Lesson 15: With No Sorrow Concerning Those Who Have Died - Page 2 (series: Lessons on 1 Thess.)
by John Lowe
[1} “We are confident, I say, and would prefer,” We are cheerful in our present state, being assured of future happiness; though we choose rather “to be away from the body”; that is, to die, to depart out of this world. The interval between death, and the resurrection, is a state of absence from the body, during which time the soul is disembodied, and exists in a separate state; not in a state of inactivity and sleep, for that would not be desirable, but of happiness and glory, enjoying the presence of God, and praising of Him, believing and waiting for the resurrection of the body, when both will be united together again; and after that there will be no more absence, neither from the body, nor from the Lord:
“and at home with the Lord”. This was promised to Christ in the everlasting covenant that all his spiritual seed and offspring should be with him. This he expected; it was the joy of this which was set before him, that carried him through his sufferings and death with so much cheerfulness; this is the sum of his prayers and intercession, and what all his preparations in heaven are on the account of. It is this which supports and comforts the saints under all their sorrows here, and which makes them meet death with pleasure, which otherwise is formidable and disagreeable to nature; and even desirous of parting with life, to be with Christ, which is far better.
14 For we believe that Jesus died and rose again, and so we believe that God will bring with Jesus those who have fallen asleep in him.
In this one short statement the faith of the believer is expressed in brief, understandable terms. The same message is found in Romans 10:9-10―the same verses I have used when revealing the way of salvation to the lost: “If you declare with your mouth, “Jesus is Lord,” and believe in your heart that God raised him from the dead, you will be saved. For it is with your heart that you believe and are justified, and it is with your mouth that you profess your faith and are saved.”

### WHAT TO DO
A – Translate this sentence from the lesson on 1 Thessalonians into Spanish: "In this one short statement the faith of the believer is expressed in brief, understandable terms."
B – In the lesson on 1 Thessalonians, which verses from Romans are said to carry the same message as verse 14?
C – Write the next part of the lesson on 1 Thessalonians, picking up after its final sentence and keeping the same voice.

### DATA EXTRACT
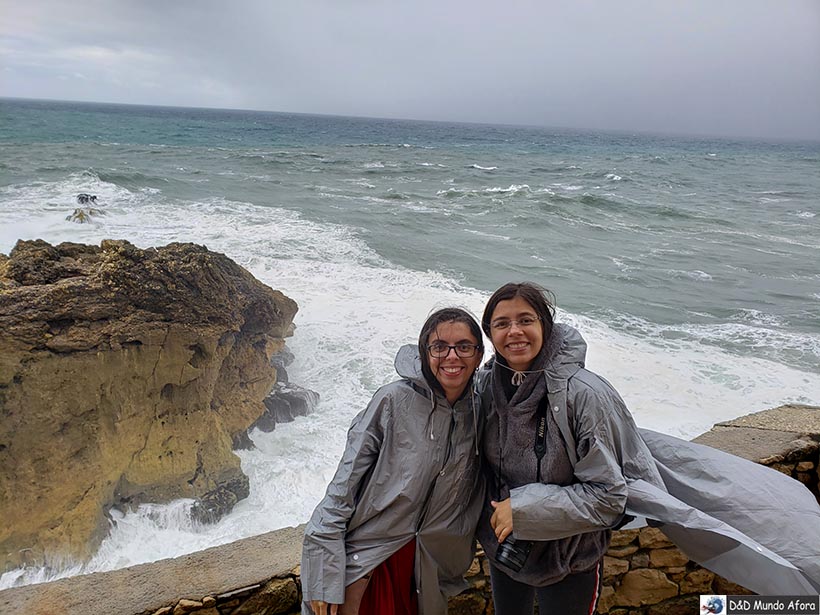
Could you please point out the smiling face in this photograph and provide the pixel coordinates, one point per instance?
(518, 345)
(452, 371)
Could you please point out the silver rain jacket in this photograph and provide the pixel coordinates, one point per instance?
(744, 521)
(410, 470)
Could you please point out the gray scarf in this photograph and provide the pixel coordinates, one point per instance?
(509, 444)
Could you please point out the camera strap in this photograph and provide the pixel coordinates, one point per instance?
(540, 446)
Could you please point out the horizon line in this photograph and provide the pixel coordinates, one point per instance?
(619, 131)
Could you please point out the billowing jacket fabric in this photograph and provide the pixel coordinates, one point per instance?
(410, 470)
(744, 521)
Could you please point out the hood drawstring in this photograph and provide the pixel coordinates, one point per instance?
(475, 414)
(430, 416)
(519, 374)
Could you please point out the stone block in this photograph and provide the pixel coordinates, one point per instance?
(614, 567)
(467, 603)
(653, 538)
(662, 558)
(622, 552)
(640, 560)
(276, 597)
(685, 605)
(623, 537)
(644, 586)
(187, 606)
(697, 582)
(676, 574)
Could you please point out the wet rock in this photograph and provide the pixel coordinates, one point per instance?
(82, 216)
(125, 377)
(217, 503)
(84, 198)
(284, 404)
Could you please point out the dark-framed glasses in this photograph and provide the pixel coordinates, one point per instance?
(505, 323)
(439, 350)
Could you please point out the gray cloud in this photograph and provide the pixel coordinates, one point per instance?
(737, 67)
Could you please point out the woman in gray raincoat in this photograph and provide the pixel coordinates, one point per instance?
(395, 532)
(566, 462)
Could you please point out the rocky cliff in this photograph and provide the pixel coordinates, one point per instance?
(125, 377)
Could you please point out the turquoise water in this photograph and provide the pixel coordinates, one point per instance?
(689, 264)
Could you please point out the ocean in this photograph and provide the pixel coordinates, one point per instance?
(690, 265)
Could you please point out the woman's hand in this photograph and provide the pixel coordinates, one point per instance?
(501, 521)
(321, 608)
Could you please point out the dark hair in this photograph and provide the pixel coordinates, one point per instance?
(433, 321)
(541, 300)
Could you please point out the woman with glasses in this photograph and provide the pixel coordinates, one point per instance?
(545, 526)
(394, 532)
(565, 460)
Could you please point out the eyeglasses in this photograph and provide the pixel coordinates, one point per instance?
(506, 323)
(439, 350)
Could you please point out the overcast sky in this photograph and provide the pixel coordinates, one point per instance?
(726, 67)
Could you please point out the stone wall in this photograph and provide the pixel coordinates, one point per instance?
(643, 573)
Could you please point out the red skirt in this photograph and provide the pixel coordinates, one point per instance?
(392, 587)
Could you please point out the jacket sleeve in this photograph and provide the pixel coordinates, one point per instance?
(597, 497)
(323, 547)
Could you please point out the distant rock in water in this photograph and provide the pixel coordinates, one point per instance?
(285, 403)
(81, 216)
(83, 198)
(126, 375)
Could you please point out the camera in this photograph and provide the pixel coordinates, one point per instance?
(513, 553)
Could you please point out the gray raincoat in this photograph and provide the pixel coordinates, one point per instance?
(410, 470)
(744, 521)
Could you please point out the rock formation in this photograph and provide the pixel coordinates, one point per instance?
(125, 375)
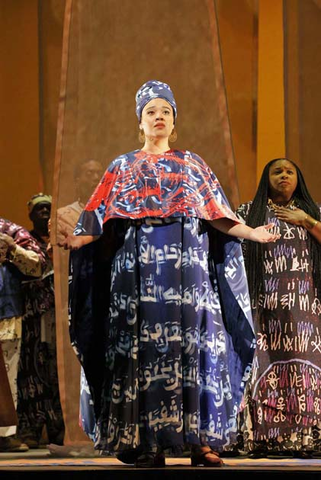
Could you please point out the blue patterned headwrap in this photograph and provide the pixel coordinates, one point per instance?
(154, 89)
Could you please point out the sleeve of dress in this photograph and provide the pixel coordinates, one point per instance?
(92, 218)
(242, 211)
(27, 261)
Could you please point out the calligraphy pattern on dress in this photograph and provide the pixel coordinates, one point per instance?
(284, 393)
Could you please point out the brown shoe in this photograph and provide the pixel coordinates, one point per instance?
(205, 457)
(12, 444)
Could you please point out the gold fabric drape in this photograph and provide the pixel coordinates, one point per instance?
(302, 57)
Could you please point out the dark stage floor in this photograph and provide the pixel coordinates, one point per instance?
(37, 464)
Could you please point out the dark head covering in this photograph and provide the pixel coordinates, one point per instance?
(38, 198)
(154, 89)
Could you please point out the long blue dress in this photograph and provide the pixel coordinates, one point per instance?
(161, 322)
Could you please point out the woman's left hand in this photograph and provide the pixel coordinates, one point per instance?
(295, 217)
(263, 234)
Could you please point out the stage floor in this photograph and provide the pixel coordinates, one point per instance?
(36, 463)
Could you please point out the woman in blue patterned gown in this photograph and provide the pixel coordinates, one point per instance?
(159, 306)
(282, 413)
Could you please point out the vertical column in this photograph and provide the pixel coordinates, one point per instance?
(271, 129)
(19, 100)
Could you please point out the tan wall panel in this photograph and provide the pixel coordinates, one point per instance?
(19, 118)
(237, 20)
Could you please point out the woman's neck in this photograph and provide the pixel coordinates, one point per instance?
(282, 200)
(153, 145)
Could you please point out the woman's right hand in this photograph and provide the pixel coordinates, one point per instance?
(70, 241)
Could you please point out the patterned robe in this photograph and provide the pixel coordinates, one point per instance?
(283, 397)
(159, 306)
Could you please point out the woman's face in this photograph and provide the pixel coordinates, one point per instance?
(157, 119)
(283, 180)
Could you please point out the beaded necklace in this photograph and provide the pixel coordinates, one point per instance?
(290, 205)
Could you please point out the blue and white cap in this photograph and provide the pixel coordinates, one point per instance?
(154, 89)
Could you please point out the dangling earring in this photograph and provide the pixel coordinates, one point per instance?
(173, 136)
(141, 136)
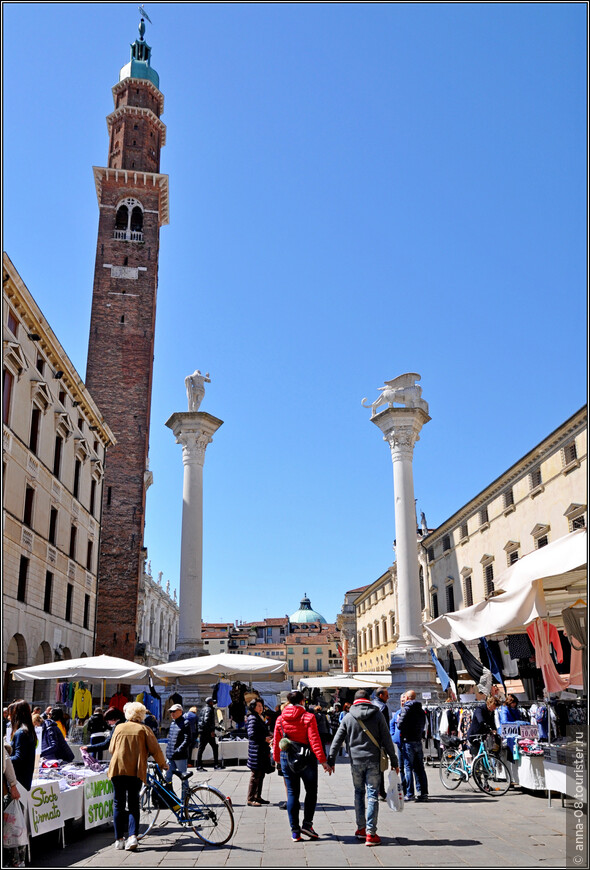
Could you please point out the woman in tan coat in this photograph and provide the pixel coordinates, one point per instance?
(130, 745)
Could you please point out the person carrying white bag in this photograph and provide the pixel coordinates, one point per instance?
(395, 793)
(370, 748)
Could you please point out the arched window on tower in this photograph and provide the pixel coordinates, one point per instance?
(129, 221)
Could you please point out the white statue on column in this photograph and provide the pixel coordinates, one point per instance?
(195, 389)
(402, 390)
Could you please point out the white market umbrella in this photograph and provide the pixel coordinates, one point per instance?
(245, 667)
(560, 566)
(347, 681)
(105, 668)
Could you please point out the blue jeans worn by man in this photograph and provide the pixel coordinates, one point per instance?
(309, 777)
(413, 761)
(126, 793)
(366, 777)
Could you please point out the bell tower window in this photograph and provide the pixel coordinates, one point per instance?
(129, 221)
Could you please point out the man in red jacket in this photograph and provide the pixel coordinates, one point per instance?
(297, 725)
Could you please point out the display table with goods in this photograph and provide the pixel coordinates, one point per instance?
(565, 769)
(228, 750)
(60, 793)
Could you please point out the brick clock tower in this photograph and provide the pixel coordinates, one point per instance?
(133, 203)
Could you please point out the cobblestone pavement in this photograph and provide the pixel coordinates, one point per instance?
(464, 828)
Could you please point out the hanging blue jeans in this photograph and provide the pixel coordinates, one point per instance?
(366, 777)
(309, 778)
(126, 791)
(413, 756)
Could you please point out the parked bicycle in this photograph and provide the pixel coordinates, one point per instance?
(202, 808)
(489, 772)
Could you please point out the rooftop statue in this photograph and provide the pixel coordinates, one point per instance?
(402, 390)
(195, 389)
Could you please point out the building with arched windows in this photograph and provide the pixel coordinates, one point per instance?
(54, 446)
(157, 619)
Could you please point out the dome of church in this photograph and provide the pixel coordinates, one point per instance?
(305, 613)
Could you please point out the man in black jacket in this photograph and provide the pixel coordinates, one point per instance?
(411, 725)
(178, 743)
(207, 733)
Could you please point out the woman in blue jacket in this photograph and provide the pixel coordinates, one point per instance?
(258, 751)
(54, 746)
(23, 742)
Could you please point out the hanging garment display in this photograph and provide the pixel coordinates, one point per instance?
(519, 646)
(549, 631)
(508, 665)
(82, 704)
(553, 682)
(473, 667)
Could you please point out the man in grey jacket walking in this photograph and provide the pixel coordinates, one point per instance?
(365, 756)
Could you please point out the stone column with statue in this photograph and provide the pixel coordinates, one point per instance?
(411, 665)
(194, 430)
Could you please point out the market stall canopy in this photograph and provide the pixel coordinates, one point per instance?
(561, 565)
(87, 668)
(244, 667)
(347, 681)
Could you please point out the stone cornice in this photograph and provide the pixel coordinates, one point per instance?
(138, 110)
(575, 424)
(125, 83)
(137, 179)
(16, 291)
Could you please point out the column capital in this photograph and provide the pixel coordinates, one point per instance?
(401, 429)
(194, 430)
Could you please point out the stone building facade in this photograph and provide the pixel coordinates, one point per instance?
(540, 498)
(54, 448)
(346, 623)
(133, 205)
(157, 619)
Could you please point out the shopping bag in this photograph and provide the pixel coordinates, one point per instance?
(395, 794)
(14, 832)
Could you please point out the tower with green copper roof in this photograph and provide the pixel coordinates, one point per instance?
(132, 198)
(306, 613)
(139, 66)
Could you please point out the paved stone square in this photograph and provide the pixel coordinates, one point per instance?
(464, 828)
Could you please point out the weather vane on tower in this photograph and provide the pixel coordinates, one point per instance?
(143, 14)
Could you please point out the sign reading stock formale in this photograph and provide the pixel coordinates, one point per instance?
(45, 812)
(98, 802)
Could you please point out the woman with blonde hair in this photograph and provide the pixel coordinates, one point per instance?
(130, 745)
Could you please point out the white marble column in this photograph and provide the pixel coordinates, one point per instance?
(410, 665)
(401, 428)
(194, 430)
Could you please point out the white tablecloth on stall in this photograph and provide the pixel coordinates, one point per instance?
(226, 749)
(529, 772)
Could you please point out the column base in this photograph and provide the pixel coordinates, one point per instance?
(188, 649)
(413, 669)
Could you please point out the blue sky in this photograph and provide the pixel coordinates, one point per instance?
(356, 191)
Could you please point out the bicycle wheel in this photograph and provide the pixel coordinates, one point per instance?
(491, 775)
(148, 812)
(209, 814)
(451, 770)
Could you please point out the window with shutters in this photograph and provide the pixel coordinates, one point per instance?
(468, 590)
(488, 579)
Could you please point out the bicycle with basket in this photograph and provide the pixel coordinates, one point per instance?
(489, 772)
(204, 809)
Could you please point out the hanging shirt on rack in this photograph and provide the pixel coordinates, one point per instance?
(553, 682)
(554, 640)
(118, 701)
(507, 663)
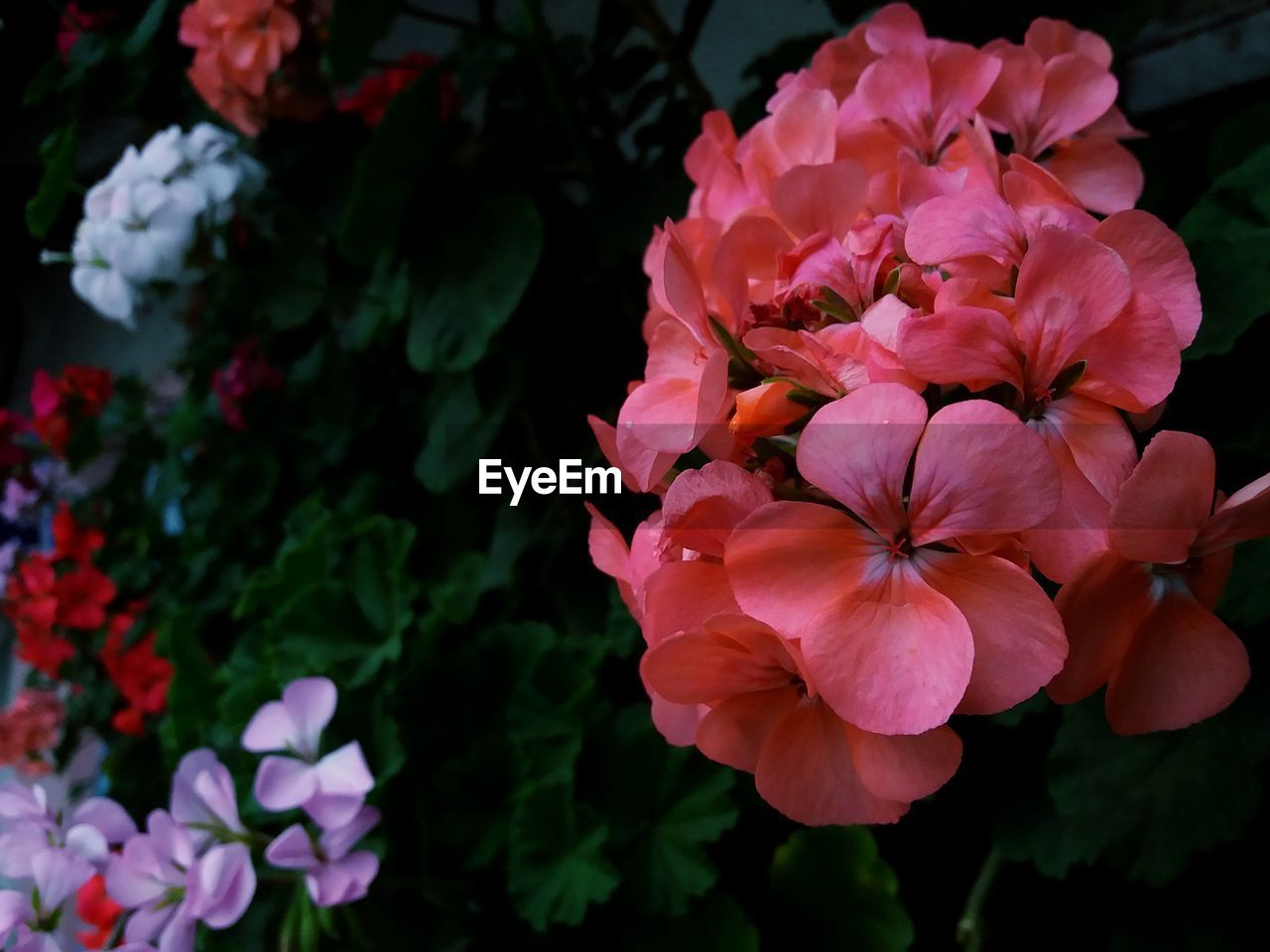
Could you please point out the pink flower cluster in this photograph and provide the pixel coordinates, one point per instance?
(193, 862)
(913, 362)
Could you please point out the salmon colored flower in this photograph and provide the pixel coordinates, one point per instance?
(766, 717)
(1055, 98)
(897, 631)
(238, 46)
(1139, 615)
(1082, 343)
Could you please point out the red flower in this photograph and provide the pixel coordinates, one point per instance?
(73, 540)
(245, 375)
(377, 90)
(141, 676)
(30, 601)
(10, 425)
(73, 24)
(44, 649)
(95, 909)
(28, 729)
(80, 390)
(82, 595)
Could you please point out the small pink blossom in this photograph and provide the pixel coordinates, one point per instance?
(333, 875)
(330, 788)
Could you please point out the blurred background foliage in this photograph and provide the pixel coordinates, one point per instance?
(439, 290)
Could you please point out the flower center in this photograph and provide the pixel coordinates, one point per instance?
(899, 547)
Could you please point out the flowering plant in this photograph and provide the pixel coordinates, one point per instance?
(865, 313)
(898, 517)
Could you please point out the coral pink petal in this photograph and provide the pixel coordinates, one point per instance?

### RESPONSES TO THE TASKS
A – En esta única y breve afirmación, la fe del creyente se expresa en términos breves y comprensibles.

B – Romans 10:9-10.

C –
For we believe that Jesus died and rose again
We have hope in Christ. That is good news. That means that we do not face sin but grace, not punishment but pardon, not judgment but mercy, not defeat but victory, not death but life, not the temporal but the eternal. The resurrection of Jesus provides us unspeakable hope for the future. Paul exclaimed, “For we believe that Jesus died and rose again, and so we believe that God will bring with Jesus those who have fallen asleep in him.” What an intimate phrase, “fallen asleep in him.” Jesus surrounds them as they slip into rest. The Bible says, “Or if we live, we live for the Lord, or if we die, we die for the Lord; therefore whether we live or die, we are the Lord’s. For to this end Christ died and lived again, that He might be Lord both of the dead and of the living” (Romans 14:8-9). Paul speaks of Christ not as sleeping but as dying. In the New Testament there are two distinct strands of teaching about death. On the one hand it is the most natural of all things and is an inevitable part of the conditions of our earthly existence. On the other hand it is completely unnatural, a horror, the result of sin. Christ in His death bore the wages of sin. He endured the worst that death can possibly be. Thereby He transformed the whole position of those who are in
Him. It is because there was no easing of horror of death for Him that there is no horror in death for His people. For them it is just sleep.
If we believe that Jesus died on the cross and God raised Him from the dead, all the fundamentals of Christianity are wrapped up in this declaration of faith. If we believe that God raised up Jesus from the dead, we believe Christ is divine (Romans 1:4); we also believe that through His death we have justification (Romans 4:25), and that if Jesus was raised from the dead, His blood was divine and through His shed blood we have redemption and remission of sins (Colossians 1:14, 20; 1 John 1:7). The resurrection is the heart and soul of Christian faith. If we refuse to believe in the bodily resurrection of Jesus, our preaching is vain, our faith is vain, our hope is vain, we are of all men most miserable, and we are traveling day by day, step by step toward the lake that will forever burn with fire and brimstone. Read carefully 1 Corinthians 15:20-34, Romans 8:29, and Colossians 1:18.
Paul laid down a great principle. The man who has lived and died in Christ is still in Christ even in death and will rise in Him. Between Christ and the man who loves Him there is a relationship which nothing can break; a relationship which overpasses death. Because Christ died and rose again, so the man who is one with Christ will rise again.
and so we believe that God will bring with Jesus those who have fallen asleep in him.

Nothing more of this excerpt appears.